Rewrite each of the items below, substituting "most central" for every occurrence of "innermost" and leaving all other text unchanged.

================================

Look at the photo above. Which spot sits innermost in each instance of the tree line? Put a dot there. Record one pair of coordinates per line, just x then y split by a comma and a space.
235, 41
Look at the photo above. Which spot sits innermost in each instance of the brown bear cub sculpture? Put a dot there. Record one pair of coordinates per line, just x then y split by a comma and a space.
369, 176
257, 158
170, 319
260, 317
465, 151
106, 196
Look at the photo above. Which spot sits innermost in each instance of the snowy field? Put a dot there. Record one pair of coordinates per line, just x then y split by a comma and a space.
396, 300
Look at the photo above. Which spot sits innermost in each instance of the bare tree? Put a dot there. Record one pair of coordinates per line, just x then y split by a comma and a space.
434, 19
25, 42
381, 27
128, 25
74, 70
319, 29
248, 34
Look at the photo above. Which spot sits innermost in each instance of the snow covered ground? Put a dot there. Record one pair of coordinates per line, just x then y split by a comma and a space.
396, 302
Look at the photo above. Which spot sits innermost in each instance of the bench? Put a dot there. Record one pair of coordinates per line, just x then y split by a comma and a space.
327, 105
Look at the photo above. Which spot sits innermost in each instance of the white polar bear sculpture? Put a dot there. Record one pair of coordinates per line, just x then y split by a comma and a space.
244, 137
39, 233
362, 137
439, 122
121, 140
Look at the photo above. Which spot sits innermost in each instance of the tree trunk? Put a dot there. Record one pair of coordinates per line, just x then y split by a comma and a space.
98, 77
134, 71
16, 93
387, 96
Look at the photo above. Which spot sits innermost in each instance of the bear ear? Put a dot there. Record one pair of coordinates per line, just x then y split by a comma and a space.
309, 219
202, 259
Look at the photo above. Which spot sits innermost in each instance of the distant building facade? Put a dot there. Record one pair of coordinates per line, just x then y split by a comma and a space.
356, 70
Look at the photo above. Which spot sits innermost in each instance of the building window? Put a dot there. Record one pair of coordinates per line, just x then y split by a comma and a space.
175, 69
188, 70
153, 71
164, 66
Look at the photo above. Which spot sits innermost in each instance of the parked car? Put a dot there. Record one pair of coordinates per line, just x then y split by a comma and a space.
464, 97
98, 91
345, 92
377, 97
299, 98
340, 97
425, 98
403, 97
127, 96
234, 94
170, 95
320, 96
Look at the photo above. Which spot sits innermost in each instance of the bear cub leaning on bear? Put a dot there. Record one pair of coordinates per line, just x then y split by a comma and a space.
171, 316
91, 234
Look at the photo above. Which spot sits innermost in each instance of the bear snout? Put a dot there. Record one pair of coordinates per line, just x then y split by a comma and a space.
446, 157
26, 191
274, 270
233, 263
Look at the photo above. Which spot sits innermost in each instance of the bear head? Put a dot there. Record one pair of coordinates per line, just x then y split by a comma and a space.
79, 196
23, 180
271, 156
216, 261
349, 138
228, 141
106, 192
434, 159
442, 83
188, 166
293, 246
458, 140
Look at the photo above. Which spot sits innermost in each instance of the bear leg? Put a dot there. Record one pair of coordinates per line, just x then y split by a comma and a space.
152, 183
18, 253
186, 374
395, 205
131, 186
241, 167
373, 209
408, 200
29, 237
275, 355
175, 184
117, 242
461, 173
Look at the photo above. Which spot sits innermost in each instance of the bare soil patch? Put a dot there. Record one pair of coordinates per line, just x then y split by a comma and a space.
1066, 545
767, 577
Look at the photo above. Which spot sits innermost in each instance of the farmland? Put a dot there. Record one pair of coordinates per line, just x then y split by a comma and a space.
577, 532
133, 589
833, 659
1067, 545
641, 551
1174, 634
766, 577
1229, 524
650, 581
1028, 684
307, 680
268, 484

================================

## The result:
Look at the photo above. Which spot sits most central in each instance of the tree line? Put a dot there. Record one pair of coordinates per line, just x then y split by a comma and a space.
235, 41
Look at the photo above. Which spot sits most central in each instance of the brown bear cub sculpture? Put a dot there. Record one pair of coordinates per line, just x then y split by a comma and a space.
369, 176
257, 158
170, 319
260, 317
465, 151
106, 196
Look at the photo above. Which spot sits most central in each instance of the snowy field? Put a dot there. Record one pair of coordinates per line, just x then y split by a comma and a space.
396, 300
Look at the photo above. Which spot sits most central in each instance of the bare tree? Put a dot there. Record one pair of coordinates per line, just x then y split by a comma and a space.
434, 19
25, 42
381, 27
128, 25
74, 70
319, 29
248, 34
Look at the photo above. Which spot sits most central in each instance of the snow covered ground? Put a dot there. Record one pair of coordinates per line, just x then y split by a comma and a space.
396, 302
Look at the photo above. Which spot sits most central in each instance of the bench? Put a dot there. Record one pair of coordinates per line, just x then y split by a comma and a space.
327, 105
Look at the photo above. Which spot sits most central in each instance of the white polar bear sculpture? Put a dot there. Record one pair of coordinates per line, just x then y split by a comma and a space.
244, 137
39, 233
362, 137
439, 122
121, 140
Look at the photo above. Which spot sits most central in each instance of the tree trunk? Put a dot there. Record one pair of coordinates per line, just x then y split by a comma and a space.
98, 77
134, 71
16, 93
387, 96
Look at the photo above. Which spot sits most central in each instance of the bear ear? Put a dot there. Record one pair of coordinates per line, just x then y split by a comma and a space.
309, 219
202, 259
Look at the photo above. Which spot sits most central in each instance of the distant building facade? Put a dot there. Record one pair of coordinates per line, just x then y split by a comma and a space.
356, 70
Look at the photo above. Which spot sits most central in each instance of the building window? Put a dot there. Record one pair of coordinates per line, just x then y split by a comma and a space.
175, 69
188, 70
153, 71
164, 66
Look at the photo above. Which spot sits most central in each instance of the parked car? Put a dot there. Record one pair of coordinates per line, just x then y split by a comma and a space.
464, 97
98, 91
345, 92
377, 97
299, 98
340, 97
425, 98
403, 97
127, 96
234, 94
170, 95
320, 96
Look at the photo above. Which spot sits most central in each instance of the bear cub leaning on bear? Put a dot there. Record one pair of coordinates per line, just x then y split by a comma and a space.
171, 316
91, 234
Look at the photo above. Which spot sits most central in each instance of the bear snout? Put a dot there. Record one pair of coordinates per line, just x then y split by a comma and a space.
446, 157
26, 191
274, 270
233, 263
Look at the photo above. Which spot sits most central in each instance of the bear head? Put a dot there. Record one pair of coordinates per line, just x then y split by a comma and a space.
79, 196
23, 180
271, 156
216, 261
349, 138
228, 141
106, 192
434, 159
442, 83
188, 166
293, 246
458, 140
Look at the photo above. Which spot sits most central in each instance of the bear leg? Put a dot there. Record one pair of coordinates per line, just x then y split by a comma and a space.
152, 183
18, 253
186, 374
395, 205
131, 186
241, 167
373, 209
408, 200
29, 237
275, 355
175, 184
117, 242
461, 173
Look at the photo above. Which spot sits most central in each instance of the bare soil patch? Put a dot there. Record one pair of coordinates per line, just x then y split by a comma and a space.
1066, 545
767, 577
Look at the photo above. Which spot sits most central in each instance of the farmland? Put a dot there. Record one pair of coordinates per line, just x then y split by a comma and a space.
577, 532
133, 589
833, 659
1067, 545
641, 551
1174, 634
766, 577
1229, 524
650, 581
1028, 684
307, 680
268, 484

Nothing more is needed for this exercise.